# What is being asked
Copy every record word for word.

⁂

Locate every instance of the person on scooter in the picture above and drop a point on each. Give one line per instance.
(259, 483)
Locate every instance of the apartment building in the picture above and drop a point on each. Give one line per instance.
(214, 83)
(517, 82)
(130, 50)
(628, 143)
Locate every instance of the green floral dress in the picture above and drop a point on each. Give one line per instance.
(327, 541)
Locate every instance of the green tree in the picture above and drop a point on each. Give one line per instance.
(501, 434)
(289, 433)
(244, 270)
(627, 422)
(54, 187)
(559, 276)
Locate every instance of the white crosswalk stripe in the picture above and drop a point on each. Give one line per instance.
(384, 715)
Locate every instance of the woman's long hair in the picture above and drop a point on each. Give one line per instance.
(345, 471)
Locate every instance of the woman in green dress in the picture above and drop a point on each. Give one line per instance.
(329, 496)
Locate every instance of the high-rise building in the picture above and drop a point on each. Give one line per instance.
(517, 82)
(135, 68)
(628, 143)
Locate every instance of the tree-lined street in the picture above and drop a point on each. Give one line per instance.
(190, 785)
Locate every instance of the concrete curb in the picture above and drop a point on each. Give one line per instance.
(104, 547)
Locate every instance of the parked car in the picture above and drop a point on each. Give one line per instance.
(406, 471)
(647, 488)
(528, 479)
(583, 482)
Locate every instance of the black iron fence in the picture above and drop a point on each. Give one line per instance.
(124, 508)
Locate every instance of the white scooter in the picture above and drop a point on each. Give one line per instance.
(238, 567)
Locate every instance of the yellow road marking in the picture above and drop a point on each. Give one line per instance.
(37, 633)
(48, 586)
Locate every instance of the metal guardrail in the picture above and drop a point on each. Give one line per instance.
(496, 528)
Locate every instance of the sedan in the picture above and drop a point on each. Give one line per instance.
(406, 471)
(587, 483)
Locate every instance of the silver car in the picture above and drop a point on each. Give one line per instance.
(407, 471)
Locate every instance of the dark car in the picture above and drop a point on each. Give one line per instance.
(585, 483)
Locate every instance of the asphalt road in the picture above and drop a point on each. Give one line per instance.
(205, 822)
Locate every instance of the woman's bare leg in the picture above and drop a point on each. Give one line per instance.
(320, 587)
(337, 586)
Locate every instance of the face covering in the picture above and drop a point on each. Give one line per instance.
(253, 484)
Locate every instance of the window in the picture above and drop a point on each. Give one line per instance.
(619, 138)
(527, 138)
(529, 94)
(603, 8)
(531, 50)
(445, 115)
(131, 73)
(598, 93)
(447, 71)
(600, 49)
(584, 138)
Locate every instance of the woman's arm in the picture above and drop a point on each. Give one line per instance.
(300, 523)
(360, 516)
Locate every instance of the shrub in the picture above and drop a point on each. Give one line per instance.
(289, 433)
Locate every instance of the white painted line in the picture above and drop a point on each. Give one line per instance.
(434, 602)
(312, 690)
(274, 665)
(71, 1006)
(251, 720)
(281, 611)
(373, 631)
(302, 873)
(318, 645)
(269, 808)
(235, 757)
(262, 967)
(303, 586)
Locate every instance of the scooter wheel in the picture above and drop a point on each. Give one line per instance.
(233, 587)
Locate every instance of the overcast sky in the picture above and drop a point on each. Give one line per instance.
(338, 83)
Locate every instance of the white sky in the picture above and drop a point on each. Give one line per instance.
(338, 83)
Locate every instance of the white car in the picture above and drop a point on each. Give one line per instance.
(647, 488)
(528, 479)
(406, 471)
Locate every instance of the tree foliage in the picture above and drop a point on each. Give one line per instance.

⁂

# Exercise response
Locate every instance of the person on scooter in the picture above and drop a point on each. Give one line per instance.
(259, 483)
Locate every instance of the apartment building in the picture above and drop a point on each. Give one line per instance.
(214, 83)
(517, 82)
(130, 50)
(628, 143)
Locate every instance of the green floral dress in the picture above and drop a point on each. Give one line per instance.
(327, 541)
Locate every instance of the green tree in the picture above and drop a point on each. Give one line per instance.
(501, 434)
(289, 433)
(244, 270)
(627, 422)
(54, 187)
(559, 276)
Locate every instance of the white crosswalk stripe in the picture above and drop a point on each. Give one line per instance.
(384, 715)
Locate every instance of the woman's long hair in the picture above and drop a point on each. Give one line per instance.
(345, 471)
Locate every instance of the woman in green dress in the picture above and drop a point on each. Give one line per instance.
(329, 496)
Locate every instance of the high-rise building in the picture above and drop a point on each. Give one line per instance.
(517, 82)
(135, 68)
(628, 143)
Locate every instance of the tree-lined street in the picture above and drop a point on each. Give one line per instance.
(190, 785)
Locate every instance of the concrete curb in the picture above and drop a point on each. Give one line per instance.
(104, 547)
Locate every instance of the parked car in the picture above and drop a point on each. Give one line per instance.
(406, 471)
(647, 488)
(528, 479)
(583, 482)
Locate every instance of the black iron fence in the picture above and drop a point on each. Give one line per instance.
(124, 508)
Locate every instance of the white scooter in the picture above and drop a point on each. Give one line per instance.
(238, 567)
Locate every instance of the yellow road marking in the picture above and drop a point on each. Give one line per instance.
(37, 633)
(48, 586)
Locate every instance of the metal guardrail in the picture above and drop a point on each. Give one line per instance.
(496, 528)
Locate every instance of the sedan in the picture above and drop a point on each. Give one line per instance.
(406, 471)
(587, 483)
Locate every instance of the silver car in the picture above and drop a point on each. Give one line per instance.
(407, 471)
Locate every instance of the dark car in the picture above and drop a point on each. Give one line per instance.
(585, 483)
Locate every instance of the asphalt road in the picture above and drop a point on each. Give one line per instance.
(205, 822)
Locate every instance of the woman's bare leg in the picture above and drop a point on each. Give one line per instance.
(320, 587)
(337, 586)
Locate every instance of the face covering in the picture above and drop a point on each. Give one line per instance.
(253, 484)
Locate every instance of the window in the picture above and drop a point on each. Give one line per instance.
(619, 138)
(527, 138)
(529, 94)
(603, 8)
(531, 50)
(445, 115)
(131, 73)
(598, 93)
(447, 71)
(600, 49)
(584, 138)
Locate every instance of the woman's arm in the picture above and drop a point on each. Give one line per instance.
(300, 523)
(360, 516)
Locate every instance of the shrub in the picture above and drop a point on each. Give one line per instance.
(289, 433)
Locate every instance of the white painted line in the picture above and drop a point on each. Give one line per instance.
(434, 602)
(312, 690)
(274, 665)
(71, 1006)
(251, 720)
(281, 611)
(373, 631)
(302, 873)
(318, 645)
(269, 808)
(235, 757)
(262, 967)
(303, 586)
Locate every instance of the scooter wheel in the picture above and drop a point on each. Give one line per instance.
(233, 587)
Locate every instance of the overcast sky in the picture above and drop a point on each. Give one line per instance.
(338, 83)
Locate every instance of the white sky in the picture above and drop a point on each. Give one line per instance.
(338, 83)
Locate every instance of the white car in the picture above and drop a point on each. Give one line per instance.
(647, 488)
(528, 479)
(406, 471)
Locate every instance of the tree foliage in the picture above and drop a point on each. Give one line per instance.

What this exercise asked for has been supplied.